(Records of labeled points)
━━━━━━━━━━━━━━━━

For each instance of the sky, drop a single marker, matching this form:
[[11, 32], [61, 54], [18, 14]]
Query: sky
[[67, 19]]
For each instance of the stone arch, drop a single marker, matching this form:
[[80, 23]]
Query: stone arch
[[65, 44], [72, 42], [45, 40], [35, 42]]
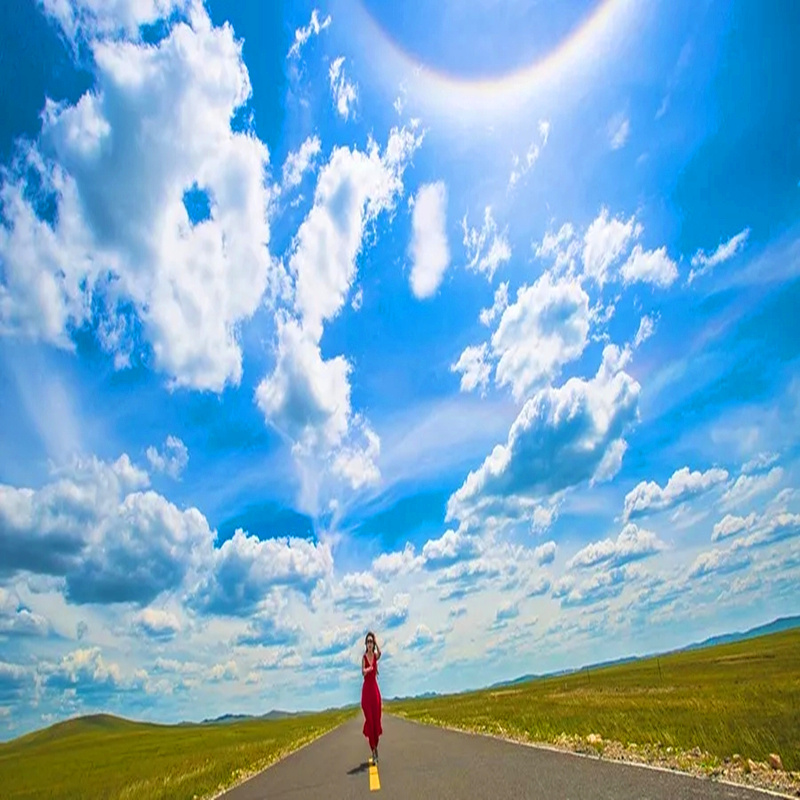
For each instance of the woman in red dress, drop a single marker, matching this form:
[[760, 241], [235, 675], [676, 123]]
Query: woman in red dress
[[371, 694]]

━━━━━━━━━━━━━━━━

Output every line of the items above verbatim, leaving out the pictures.

For each instance of the sky, drop a single marker, matching this form:
[[11, 32], [61, 54], [18, 14]]
Query: sky
[[67, 19]]
For each instance of the stone arch, drop a single marker, matching this form:
[[80, 23]]
Query: stone arch
[[65, 44], [72, 42], [45, 40], [35, 42]]
For each instance of the woman in red dress, drop a single marker, matching this form:
[[760, 241], [235, 675], [676, 123]]
Query: woman in red dress
[[371, 694]]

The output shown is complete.